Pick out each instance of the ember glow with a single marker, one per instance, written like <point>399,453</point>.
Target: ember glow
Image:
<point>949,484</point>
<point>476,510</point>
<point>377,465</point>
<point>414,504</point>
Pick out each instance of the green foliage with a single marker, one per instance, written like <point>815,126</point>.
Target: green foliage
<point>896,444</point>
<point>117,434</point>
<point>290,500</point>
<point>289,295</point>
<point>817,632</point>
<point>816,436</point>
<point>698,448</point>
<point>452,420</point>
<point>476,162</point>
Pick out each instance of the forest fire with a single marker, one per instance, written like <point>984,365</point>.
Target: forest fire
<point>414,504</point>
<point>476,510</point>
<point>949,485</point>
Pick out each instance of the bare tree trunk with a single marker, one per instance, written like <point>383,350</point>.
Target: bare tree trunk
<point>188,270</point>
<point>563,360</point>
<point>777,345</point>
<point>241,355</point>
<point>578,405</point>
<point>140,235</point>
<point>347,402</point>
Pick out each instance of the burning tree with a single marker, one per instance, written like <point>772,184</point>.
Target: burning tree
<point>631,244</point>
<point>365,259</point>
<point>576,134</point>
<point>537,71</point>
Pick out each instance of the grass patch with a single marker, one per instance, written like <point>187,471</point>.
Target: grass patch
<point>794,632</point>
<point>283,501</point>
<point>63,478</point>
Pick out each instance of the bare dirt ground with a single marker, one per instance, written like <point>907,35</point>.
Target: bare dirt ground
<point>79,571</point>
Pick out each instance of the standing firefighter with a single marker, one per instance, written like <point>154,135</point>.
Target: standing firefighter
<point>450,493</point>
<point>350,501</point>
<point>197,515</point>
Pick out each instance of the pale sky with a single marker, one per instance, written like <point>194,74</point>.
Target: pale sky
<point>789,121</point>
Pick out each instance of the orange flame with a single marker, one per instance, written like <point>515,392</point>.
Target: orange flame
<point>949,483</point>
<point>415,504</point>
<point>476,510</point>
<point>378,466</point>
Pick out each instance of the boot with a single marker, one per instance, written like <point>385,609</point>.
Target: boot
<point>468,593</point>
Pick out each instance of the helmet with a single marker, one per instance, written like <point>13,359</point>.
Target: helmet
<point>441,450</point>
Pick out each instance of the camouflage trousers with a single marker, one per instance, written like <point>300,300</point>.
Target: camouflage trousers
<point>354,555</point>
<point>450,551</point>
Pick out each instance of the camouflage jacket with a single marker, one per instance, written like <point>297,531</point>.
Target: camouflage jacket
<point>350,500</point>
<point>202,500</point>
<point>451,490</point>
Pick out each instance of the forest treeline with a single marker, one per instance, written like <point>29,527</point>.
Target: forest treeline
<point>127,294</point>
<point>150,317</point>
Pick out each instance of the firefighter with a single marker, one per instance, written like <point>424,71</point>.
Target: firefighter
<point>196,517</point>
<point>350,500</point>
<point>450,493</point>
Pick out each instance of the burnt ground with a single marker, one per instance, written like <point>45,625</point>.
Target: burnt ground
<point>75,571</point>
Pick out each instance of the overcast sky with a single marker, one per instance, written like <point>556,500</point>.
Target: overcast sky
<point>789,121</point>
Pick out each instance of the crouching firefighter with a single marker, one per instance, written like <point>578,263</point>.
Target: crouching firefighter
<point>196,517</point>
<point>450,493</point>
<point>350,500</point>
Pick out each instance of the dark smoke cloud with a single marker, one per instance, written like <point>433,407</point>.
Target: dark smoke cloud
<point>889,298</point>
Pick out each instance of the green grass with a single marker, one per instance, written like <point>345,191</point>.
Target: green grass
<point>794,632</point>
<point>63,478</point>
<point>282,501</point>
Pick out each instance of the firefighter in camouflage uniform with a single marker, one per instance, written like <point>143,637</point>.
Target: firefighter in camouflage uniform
────────────────────
• What the task requires: Copy out everything from the line containing "Pick out each instance of the bare tree" down to the line containing "<point>537,71</point>", both of those lines included, reproducing each one exactly as it reads.

• Solution to this task:
Pick out each instance of the bare tree trunk with a single marker, one per instance, written like <point>383,350</point>.
Target: bare tree trunk
<point>188,270</point>
<point>563,360</point>
<point>777,345</point>
<point>241,355</point>
<point>578,405</point>
<point>140,235</point>
<point>347,402</point>
Pick out each instance of the burning tree with a single marker, one per instance, written like <point>772,184</point>.
Target: burning tree
<point>631,244</point>
<point>365,259</point>
<point>576,134</point>
<point>537,71</point>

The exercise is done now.